**CONSIGNE**.
Reproduisez à l'identique et en entier le texte sur l'histoire du Golf Drouot.

**TEXTE PROPOSÉ**.
· · ·

Le Club Drouot, sur les traces du Golf….
L'émission "blues" de radio RDL Colmar animée par Jean-Luc et David BAERST

Le Club Drouot, sur les traces du Golf….

Le passé :

Le Golf Drouot avait en ce milieu des années 1900 la particularité d'être le seul Golf miniature couvert de Paris. Très soucieuse de la rentabilité du lieu, la propriétaire, Madame Perdrix, décida d'engager un barman, Henri Leproux et de transformer son établissement en un salon de thé dansant, créant ainsi le " Cup of Tea ".
Le lieu devint de plus en plus mondain, se métamorphosant en restaurant chic à la mode, le tout dans une atmosphère hyper feutrée sous la houlette d'une " public relation ", la Comtesse russe Irène Strozzi engagée pour la circonstance.
Le tout Paris s'y pressa.

Pour l'anecdote, Henri Leproux fût alors promu 1er Maître d'hôtel….

· · ·

Données extraites d'une collection
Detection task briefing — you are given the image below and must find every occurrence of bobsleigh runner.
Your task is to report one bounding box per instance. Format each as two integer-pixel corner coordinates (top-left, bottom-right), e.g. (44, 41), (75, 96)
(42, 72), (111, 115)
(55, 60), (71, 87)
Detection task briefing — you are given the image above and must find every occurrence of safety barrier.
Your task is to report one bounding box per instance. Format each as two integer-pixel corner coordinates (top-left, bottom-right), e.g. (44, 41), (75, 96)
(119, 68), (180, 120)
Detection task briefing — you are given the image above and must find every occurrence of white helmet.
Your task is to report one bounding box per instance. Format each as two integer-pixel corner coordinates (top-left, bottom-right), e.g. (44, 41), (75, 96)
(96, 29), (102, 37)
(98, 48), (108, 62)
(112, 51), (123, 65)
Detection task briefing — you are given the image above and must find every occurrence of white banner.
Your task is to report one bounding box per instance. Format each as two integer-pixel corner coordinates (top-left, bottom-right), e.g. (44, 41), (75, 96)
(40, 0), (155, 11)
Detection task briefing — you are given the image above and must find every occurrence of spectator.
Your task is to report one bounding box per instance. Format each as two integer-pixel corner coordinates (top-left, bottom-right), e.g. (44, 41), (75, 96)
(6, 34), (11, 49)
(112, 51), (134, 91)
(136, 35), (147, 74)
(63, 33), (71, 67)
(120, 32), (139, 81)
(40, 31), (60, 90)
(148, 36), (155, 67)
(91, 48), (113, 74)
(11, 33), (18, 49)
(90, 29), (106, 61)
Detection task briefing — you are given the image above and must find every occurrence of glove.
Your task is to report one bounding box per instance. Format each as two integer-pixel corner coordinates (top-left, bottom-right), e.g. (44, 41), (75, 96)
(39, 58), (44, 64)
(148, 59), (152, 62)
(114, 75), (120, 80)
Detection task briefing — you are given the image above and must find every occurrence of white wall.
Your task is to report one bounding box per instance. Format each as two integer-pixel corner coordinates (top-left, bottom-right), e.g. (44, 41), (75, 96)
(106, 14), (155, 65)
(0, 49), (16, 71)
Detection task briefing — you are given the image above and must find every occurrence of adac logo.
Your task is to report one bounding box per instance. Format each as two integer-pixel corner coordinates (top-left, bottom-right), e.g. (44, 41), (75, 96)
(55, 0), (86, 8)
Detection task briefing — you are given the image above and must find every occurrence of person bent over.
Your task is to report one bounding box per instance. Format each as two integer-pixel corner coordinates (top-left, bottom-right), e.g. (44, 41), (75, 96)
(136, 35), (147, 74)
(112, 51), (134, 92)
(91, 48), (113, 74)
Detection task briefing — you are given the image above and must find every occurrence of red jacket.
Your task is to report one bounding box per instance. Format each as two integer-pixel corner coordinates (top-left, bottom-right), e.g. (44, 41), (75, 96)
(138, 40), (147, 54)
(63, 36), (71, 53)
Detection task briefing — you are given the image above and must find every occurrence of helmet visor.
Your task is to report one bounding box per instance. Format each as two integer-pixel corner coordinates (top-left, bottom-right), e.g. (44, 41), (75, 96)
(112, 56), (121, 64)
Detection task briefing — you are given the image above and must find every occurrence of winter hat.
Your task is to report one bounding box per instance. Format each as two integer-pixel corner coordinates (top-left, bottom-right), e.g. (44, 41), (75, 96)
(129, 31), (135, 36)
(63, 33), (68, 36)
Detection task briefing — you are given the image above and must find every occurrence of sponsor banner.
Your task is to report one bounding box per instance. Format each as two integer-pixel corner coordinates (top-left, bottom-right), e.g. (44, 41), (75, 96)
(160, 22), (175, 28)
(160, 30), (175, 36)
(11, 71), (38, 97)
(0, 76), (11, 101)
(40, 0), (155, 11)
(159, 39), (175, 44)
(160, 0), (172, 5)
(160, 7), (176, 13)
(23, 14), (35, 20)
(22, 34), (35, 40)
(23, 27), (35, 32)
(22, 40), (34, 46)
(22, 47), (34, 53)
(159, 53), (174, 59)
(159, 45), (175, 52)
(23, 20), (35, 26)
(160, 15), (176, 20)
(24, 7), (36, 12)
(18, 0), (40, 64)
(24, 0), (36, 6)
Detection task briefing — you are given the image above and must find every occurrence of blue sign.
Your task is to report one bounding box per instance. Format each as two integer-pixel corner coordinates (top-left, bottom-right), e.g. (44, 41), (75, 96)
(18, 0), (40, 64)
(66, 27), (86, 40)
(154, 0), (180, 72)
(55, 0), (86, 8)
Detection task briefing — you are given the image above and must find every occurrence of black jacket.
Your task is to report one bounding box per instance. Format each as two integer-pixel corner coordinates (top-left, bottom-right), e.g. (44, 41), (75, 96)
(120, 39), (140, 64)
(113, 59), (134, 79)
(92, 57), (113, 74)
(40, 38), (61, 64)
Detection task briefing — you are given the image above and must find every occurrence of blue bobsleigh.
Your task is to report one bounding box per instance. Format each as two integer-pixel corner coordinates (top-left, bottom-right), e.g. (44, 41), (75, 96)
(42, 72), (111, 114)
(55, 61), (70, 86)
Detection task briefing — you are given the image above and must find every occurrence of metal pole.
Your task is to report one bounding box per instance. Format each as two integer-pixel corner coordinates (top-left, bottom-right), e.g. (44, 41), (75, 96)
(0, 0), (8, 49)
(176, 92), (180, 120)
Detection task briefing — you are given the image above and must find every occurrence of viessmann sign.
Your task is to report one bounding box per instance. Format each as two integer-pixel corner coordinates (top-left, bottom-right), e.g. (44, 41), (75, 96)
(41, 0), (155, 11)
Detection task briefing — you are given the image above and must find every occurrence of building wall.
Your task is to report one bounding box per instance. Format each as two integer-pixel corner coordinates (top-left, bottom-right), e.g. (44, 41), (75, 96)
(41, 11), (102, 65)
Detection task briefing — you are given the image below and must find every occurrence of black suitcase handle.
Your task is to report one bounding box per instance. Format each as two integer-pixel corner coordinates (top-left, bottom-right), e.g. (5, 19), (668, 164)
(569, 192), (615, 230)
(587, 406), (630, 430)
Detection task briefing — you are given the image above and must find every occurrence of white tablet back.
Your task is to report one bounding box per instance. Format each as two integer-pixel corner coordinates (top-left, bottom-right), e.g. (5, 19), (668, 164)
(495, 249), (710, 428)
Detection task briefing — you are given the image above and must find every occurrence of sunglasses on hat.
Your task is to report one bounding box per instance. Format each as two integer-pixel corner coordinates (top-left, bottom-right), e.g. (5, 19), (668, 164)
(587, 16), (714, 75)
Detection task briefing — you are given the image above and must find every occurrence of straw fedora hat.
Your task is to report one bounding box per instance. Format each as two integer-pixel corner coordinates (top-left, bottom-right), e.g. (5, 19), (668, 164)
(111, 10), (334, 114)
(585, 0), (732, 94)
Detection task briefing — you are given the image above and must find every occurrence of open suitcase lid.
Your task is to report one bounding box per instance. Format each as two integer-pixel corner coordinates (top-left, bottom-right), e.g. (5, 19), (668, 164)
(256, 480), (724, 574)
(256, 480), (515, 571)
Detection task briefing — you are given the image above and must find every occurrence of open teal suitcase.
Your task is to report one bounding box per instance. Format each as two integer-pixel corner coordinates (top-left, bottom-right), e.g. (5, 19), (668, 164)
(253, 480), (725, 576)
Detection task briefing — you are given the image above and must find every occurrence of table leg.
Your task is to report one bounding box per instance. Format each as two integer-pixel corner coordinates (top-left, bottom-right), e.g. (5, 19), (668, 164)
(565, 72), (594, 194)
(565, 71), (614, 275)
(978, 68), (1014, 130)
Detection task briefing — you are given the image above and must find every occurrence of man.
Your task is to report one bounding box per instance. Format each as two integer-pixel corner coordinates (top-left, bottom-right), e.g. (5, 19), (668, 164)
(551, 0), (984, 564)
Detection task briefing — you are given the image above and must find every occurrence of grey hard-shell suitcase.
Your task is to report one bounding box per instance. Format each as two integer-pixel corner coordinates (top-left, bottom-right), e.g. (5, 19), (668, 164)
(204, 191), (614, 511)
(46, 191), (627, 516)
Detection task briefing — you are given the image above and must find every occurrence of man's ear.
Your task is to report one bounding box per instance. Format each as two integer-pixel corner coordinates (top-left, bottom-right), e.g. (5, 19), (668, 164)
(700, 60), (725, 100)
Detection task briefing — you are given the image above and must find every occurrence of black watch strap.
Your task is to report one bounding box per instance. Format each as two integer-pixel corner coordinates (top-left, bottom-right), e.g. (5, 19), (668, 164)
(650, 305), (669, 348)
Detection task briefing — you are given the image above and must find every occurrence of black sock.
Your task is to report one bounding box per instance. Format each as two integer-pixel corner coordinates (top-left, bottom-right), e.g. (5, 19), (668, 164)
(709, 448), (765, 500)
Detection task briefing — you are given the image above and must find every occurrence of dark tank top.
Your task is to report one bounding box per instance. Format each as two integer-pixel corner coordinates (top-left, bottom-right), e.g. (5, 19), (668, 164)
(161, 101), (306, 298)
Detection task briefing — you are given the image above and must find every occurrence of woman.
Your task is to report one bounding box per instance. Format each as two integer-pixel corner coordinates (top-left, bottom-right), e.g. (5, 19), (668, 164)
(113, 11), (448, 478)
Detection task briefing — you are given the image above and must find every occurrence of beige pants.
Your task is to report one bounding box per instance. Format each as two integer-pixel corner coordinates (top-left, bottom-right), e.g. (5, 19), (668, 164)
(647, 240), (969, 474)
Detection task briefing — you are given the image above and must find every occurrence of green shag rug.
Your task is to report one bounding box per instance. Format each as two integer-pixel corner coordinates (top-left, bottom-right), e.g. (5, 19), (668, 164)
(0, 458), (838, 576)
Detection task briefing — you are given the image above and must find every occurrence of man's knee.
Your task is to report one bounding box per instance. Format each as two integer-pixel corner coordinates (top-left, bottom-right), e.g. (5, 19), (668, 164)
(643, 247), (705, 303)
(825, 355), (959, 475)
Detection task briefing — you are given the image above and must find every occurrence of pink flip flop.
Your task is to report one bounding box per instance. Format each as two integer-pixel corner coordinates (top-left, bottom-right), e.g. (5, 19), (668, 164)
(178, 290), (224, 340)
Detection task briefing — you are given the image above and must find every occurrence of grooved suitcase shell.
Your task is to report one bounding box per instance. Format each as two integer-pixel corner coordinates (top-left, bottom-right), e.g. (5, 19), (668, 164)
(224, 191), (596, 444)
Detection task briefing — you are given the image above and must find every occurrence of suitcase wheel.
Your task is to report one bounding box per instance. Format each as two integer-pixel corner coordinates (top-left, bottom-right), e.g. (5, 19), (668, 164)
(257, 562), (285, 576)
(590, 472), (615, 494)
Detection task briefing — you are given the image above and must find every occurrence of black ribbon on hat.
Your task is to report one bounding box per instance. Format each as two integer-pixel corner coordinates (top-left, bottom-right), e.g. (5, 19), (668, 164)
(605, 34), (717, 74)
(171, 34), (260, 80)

· · ·

**EXERCICE RÉALISÉ**.
Le Club Drouot, sur les traces du Golf….
L'émission "blues" de radio RDL Colmar animée par Jean-Luc et David BAERST

Le Club Drouot, sur les traces du Golf….

Le passé :

Le Golf Drouot avait en ce milieu des années 1900 la particularité d'être le seul Golf miniature couvert de Paris. Très soucieuse de la rentabilité du lieu, la propriétaire, Madame Perdrix, décida d'engager un barman, Henri Leproux et de transformer son établissement en un salon de thé dansant, créant ainsi le " Cup of Tea ".
Le lieu devint de plus en plus mondain, se métamorphosant en restaurant chic à la mode, le tout dans une atmosphère hyper feutrée sous la houlette d'une " public relation ", la Comtesse russe Irène Strozzi engagée pour la circonstance.
Le tout Paris s'y pressa.

Pour l'anecdote, Henri Leproux fût alors promu 1er Maître d'hôtel….